# INSTRUCTIONS FOR THE TASK
List every line of the entries below that contains the word "barrier".

# Data pulled from a collection
*****
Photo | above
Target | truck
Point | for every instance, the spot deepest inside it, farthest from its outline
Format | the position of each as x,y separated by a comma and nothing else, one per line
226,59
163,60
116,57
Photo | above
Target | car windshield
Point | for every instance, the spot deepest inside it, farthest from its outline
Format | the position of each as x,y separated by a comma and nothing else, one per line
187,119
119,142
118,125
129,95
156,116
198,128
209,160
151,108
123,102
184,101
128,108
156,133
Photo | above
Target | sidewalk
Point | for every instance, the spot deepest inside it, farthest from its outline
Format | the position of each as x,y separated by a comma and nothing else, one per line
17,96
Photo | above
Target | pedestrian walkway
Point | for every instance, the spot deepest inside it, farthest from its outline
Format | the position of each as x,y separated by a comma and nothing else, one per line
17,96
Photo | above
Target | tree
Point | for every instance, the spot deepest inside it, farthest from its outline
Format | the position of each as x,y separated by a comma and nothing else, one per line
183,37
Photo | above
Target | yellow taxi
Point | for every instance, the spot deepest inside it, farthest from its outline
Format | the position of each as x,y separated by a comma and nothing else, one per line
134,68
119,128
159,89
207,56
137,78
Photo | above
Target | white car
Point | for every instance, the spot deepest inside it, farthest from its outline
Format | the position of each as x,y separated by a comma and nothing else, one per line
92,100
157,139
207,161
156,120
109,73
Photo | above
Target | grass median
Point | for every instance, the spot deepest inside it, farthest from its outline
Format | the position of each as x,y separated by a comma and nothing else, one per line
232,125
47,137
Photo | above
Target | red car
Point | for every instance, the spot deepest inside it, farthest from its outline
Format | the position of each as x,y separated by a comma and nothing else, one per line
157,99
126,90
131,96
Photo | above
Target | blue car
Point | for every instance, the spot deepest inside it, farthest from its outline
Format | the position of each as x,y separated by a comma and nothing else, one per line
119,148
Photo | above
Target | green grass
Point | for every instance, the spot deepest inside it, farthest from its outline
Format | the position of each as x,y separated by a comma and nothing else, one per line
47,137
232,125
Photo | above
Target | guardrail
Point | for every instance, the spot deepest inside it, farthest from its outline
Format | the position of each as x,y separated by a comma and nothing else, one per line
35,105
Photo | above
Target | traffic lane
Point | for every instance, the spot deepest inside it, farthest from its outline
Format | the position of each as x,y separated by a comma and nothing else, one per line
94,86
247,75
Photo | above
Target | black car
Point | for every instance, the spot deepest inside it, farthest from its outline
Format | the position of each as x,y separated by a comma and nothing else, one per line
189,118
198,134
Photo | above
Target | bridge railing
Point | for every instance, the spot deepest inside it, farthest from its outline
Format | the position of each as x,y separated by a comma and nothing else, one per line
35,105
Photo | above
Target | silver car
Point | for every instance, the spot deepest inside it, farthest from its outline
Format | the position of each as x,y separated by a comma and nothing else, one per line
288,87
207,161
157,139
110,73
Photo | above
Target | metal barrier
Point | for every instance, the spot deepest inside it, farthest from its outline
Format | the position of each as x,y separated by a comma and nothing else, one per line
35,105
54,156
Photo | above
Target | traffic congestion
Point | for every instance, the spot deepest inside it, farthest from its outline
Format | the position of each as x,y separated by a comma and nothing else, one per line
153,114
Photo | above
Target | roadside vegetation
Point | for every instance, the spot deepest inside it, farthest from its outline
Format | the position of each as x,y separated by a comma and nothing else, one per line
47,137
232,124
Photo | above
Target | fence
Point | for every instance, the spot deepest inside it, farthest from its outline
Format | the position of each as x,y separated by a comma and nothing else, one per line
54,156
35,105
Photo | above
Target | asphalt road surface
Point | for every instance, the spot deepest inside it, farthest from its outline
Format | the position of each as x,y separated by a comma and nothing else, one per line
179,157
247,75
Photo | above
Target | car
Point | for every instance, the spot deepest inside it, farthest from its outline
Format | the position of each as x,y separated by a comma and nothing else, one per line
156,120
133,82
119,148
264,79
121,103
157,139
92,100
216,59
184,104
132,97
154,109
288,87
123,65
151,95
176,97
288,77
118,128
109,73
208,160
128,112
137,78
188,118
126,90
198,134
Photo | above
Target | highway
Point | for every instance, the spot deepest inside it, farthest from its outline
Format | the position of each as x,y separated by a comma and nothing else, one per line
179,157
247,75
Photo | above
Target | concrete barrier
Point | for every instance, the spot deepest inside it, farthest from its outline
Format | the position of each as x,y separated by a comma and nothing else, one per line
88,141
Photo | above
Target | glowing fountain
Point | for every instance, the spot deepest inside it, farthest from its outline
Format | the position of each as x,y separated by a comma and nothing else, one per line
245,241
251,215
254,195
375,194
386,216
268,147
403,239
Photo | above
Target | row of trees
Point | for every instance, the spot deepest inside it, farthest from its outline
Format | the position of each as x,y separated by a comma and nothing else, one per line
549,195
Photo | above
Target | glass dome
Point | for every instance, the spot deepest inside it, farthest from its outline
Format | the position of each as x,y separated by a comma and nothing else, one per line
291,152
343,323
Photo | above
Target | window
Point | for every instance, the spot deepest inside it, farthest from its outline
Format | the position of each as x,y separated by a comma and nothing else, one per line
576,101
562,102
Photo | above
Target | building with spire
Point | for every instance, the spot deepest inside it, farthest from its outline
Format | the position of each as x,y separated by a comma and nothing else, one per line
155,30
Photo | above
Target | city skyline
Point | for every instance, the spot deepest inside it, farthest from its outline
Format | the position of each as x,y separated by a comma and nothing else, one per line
*****
# WORKED SOLUTION
Target | metal barrier
Target | concrete barrier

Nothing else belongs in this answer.